- Görev 1: Fizyoterapi metninde "Fizyoterapi ve Rehabilitasyon" ile başlayıp "rehabilitasyon merkezlerinde çalışmaktadırlar." ile biten bölümü, "kaplıca tedavisi" ifadesini "hidroterapi" ile değiştirerek yeniden yazın.
- Görev 2: Fizyoterapistlerin yasal taleplerini anlatan metni kaldığı yerden devam ettirin.

- Okuma metni:

DÜNYA FİZYOTERAPİ KONFEDERASYONUNUN belirlediği ilkeler doğrultusunda kutlanacak olan günde fizyoterapistlerin hastaları için neler yaptıkları ve yapabilecekleri konusunda hastaların ve toplumun farkındalığını artırmak amacında olacaklardır.
Fizyoterapistlerin, Türkiye'de meslek yasaların olmamasından dolayı bu hizmeti sunarken çeşitli engellemeler ve sorunlarla karşılaştığına değinen fizyoterapistler, Avrupa Birliğine üye olmak için uğraşan ülkemizde 40 yıldır hizmet veren, üniversite sınavında yüksek puanlar alıp, en az 4 yıl süren zorlu bir eğitimden geçerek hizmete başlayan fizyoterapistlerin artık sağlık ordusunun üvey evladı olmaktan çıkarılmaları
gerektiğini savunuyorlar.
Fizyoterapi ve Rehabilitasyon yaklaşımları, bel-boyun ağrısı gibi hemen herkesin yaşadığı problemlerin yanı sıra inme/felç ya da omurilik yaralanması gibi son derece ağır problemlerin tedavisinde kullanılmaktadır. Başvuran kişiler, tedavi amaçlı egzersizler, manuel tedavi yaklaşımları, kaplıca tedavisi ve klinik pilates gibi yöntemlerle tekrar sosyal hayata kazandırılmaktadır.
Bugün ülkemizde yaklaşık 5000 fizyoterapist, başta engelli vatandaşlarımız olmak üzere yaşlılarımıza ve ihtiyaç gösteren her yaştan insanımıza farklı alanlarda hizmet sunmaktadır. Fizyoterapistler, hastaneler, özel klinikler, huzurevleri, spor kulüpleri ve özel rehabilitasyon merkezlerinde çalışmaktadırlar.
Avrupa Fizyoterapi Birliğinin raporuna göre, fizyoterapistlerin sadece Türkiye'de tedavi programını serbestçe oluşturamadığı belirtilirken raporun bir başka bölümünde ise, fizyoterapistlerin sadece Türkiye'de bütün hekimlik branşaları ile serbest çalışma hakkına sahip olmadığı belirtildi.
Sağlık Sisteminin yeni yasalarla güncellenirken fizik tedavi ve rehabilitasyon hizmetlerinin de unutulmaması gerektiğini vurgulayan fizyoterapistler Sağlık Bakanlığı ile ülkemizin Avrupa Birliği nezdinde düştüğü bu durumu düzeltmek adına işbirliği içinde çalışmaya hazır olduklarını belirtiyorlar. Yaşanan bu yasal boşluğun ve belirsizliğin vatandaşlarımızın aldıkları hizmet kalitesini düşürdüğünü, daha sağlıklı bir toplum olma yolunda atılacak adımların düzenlemelerin olmaması nedeniyle geciktiğini belirten fizyoterapistler yapılacak yasal düzenlemelerin ülke insanının menfaatine olduğunu ve ülke kaynaklarının verimli kullanımını beraberinde getireceğini ifade ediyorlar.

[Nesne başına nokta konumlandırma verileri]
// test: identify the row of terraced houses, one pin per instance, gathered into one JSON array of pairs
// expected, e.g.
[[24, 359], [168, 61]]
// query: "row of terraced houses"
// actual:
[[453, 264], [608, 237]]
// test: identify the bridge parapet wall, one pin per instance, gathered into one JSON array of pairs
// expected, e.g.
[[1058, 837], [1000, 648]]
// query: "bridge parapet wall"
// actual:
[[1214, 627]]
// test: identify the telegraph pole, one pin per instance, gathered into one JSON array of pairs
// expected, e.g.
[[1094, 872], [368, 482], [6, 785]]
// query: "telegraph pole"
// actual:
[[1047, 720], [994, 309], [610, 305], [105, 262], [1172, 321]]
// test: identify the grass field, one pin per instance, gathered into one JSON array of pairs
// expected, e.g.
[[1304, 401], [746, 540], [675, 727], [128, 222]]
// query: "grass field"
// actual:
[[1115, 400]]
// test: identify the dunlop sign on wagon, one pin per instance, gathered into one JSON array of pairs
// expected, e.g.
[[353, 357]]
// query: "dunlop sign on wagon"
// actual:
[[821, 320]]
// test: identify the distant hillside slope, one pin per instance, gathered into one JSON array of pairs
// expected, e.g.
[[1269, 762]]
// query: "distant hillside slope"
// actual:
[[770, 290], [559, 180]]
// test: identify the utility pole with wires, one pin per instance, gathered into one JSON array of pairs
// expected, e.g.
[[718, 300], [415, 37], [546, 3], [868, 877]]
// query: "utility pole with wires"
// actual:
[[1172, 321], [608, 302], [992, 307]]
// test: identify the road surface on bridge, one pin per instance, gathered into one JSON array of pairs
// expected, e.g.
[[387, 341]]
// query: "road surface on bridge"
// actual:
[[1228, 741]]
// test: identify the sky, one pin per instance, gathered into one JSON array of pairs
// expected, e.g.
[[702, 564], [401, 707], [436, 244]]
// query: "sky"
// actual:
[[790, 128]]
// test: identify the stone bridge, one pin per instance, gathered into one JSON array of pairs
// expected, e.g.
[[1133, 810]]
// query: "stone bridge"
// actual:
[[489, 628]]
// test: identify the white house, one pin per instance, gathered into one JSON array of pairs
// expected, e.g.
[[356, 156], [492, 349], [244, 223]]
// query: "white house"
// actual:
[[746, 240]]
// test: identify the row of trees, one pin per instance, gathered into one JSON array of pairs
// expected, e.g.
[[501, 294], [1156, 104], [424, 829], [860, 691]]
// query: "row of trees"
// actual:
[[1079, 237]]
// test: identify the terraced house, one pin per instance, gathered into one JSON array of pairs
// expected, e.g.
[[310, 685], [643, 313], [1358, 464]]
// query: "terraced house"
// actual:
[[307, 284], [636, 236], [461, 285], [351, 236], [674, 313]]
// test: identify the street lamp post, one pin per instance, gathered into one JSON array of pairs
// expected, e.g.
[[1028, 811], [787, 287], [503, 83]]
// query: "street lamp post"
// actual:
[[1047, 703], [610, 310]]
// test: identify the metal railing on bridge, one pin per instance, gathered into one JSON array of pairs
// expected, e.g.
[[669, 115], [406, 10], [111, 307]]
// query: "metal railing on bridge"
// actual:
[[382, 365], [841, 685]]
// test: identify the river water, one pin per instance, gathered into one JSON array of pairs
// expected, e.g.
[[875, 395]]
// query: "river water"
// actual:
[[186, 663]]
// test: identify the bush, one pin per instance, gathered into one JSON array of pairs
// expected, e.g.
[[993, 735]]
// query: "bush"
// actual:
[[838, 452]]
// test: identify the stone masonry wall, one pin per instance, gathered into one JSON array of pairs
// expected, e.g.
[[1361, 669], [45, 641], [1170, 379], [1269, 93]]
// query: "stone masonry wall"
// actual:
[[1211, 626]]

- Yanıt alanı 1:
Fizyoterapi ve Rehabilitasyon yaklaşımları, bel-boyun ağrısı gibi hemen herkesin yaşadığı problemlerin yanı sıra inme/felç ya da omurilik yaralanması gibi son derece ağır problemlerin tedavisinde kullanılmaktadır. Başvuran kişiler, tedavi amaçlı egzersizler, manuel tedavi yaklaşımları, hidroterapi ve klinik pilates gibi yöntemlerle tekrar sosyal hayata kazandırılmaktadır.
Bugün ülkemizde yaklaşık 5000 fizyoterapist, başta engelli vatandaşlarımız olmak üzere yaşlılarımıza ve ihtiyaç gösteren her yaştan insanımıza farklı alanlarda hizmet sunmaktadır. Fizyoterapistler, hastaneler, özel klinikler, huzurevleri, spor kulüpleri ve özel rehabilitasyon merkezlerinde çalışmaktadırlar.

- Yanıt alanı 2:
Yapılacak yasal düzenlemelere hastaların fizyoterapi hizmetine ulaşımı hızlanacak, hastanede bekleme süreleri kısalacaktır bu erkenci yaklaşımla sağlık problemleri büyümeden önlenebilecektir. Tedavi programlarında bilimsel gerçeklere göre yapılacak düzenlemeler ile romatizmal hastalıkları olan bazı hastalar için grup tedavileri düzenlenebilecek, kronik ağrısı olan hastaların kendi problemleri ile başa çıkmayı öğrenmesi sağlanabilecektir. Yasal düzenlemelerle alanda görülen yanlış uygulamaların önüne geçmek mümkün olacak böylece halkımızın umut tacirlerinin eline düşmesi, fizyoterapist olmaksızın yapılan sahte tedavilerle kandırılması önlenmiş olacaktır.
Hastalıkların oluşmadan önlenmesi tedavi etmekten daha ucuz ve pratik bir yoldur. Bu nedenle DÜNYA FİZYOTERAPİ KONFEREDERASYONU Fizyoterapistlerin bu konuda uzmanlaşmış profesyonelleri olmalarından dolayı, sağlığın geliştirilmesi ve iyilik halinin sürdürülmesi ile yaşam kalitesinin artırılması adına 2008 yılında "SAĞLIK İÇİN HAREKET" temasının çeşitli etkinliklerle Fizyoterapistler tarafından ele alınmasının önemi üzerinde durulması gerektiğini tüm dünyaya tavsiye kararı olarak bildirmiştir.
Bu bağlamda Konfederasyonun bir üyesi olan TÜRKİYE FİZYOTERAPİSTLER DERNEĞİ 8 Eylülde ateşini yakacağımız bu temayı yıl boyunca topluma anlatmak ve fark ettirmek üzere çalışmalar yapacaktır.